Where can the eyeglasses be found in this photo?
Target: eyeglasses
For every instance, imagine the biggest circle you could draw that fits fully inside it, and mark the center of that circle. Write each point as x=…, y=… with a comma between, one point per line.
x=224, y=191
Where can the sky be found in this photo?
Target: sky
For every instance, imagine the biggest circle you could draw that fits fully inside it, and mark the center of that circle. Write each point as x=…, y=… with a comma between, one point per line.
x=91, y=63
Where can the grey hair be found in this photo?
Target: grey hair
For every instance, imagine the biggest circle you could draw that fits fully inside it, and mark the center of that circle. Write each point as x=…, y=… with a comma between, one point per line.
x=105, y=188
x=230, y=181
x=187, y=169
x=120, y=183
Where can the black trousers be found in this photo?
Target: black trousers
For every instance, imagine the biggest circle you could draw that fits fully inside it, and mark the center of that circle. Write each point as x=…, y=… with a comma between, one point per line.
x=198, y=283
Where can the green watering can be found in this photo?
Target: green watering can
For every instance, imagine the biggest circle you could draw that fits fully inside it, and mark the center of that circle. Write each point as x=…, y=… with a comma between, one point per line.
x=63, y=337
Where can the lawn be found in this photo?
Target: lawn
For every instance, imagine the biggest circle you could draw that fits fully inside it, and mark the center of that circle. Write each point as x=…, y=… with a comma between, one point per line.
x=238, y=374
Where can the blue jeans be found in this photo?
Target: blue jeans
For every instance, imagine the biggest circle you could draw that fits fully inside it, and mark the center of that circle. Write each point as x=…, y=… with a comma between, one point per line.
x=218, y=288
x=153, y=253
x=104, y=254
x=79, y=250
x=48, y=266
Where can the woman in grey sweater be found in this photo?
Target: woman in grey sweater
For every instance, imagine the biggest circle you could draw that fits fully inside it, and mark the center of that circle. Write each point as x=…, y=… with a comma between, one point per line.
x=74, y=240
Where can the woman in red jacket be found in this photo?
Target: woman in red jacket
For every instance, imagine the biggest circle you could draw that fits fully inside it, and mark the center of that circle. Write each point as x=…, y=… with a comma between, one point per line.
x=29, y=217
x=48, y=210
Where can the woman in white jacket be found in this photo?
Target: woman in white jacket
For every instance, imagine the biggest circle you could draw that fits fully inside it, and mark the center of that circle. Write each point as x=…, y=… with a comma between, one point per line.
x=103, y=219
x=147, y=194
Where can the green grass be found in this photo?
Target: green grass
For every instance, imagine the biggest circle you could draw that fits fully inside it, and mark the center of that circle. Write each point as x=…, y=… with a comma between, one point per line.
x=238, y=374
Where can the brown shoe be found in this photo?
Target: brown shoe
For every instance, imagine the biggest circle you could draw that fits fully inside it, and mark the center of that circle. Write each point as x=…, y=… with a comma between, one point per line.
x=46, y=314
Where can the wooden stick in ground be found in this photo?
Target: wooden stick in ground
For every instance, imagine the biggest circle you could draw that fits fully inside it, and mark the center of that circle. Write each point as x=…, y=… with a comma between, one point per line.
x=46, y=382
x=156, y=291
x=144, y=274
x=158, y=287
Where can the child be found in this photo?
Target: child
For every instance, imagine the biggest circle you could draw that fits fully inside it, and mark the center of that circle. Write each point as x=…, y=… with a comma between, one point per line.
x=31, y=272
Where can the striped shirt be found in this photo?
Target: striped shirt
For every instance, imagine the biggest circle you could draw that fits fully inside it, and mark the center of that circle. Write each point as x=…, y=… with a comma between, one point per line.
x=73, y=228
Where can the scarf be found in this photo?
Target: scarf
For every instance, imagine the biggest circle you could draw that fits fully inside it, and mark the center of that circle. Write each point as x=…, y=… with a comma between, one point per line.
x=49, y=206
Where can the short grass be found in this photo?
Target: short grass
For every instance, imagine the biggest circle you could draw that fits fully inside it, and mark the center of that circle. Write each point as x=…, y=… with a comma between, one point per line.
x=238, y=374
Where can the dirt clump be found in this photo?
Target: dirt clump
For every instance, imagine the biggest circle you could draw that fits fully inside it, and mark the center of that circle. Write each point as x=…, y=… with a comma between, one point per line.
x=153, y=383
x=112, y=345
·····
- _Prompt_
From the data above, copy every line where "ground" appears.

- _Task response_
Where can the wooden stick in ground be found in this photo?
Target: wooden stick in ground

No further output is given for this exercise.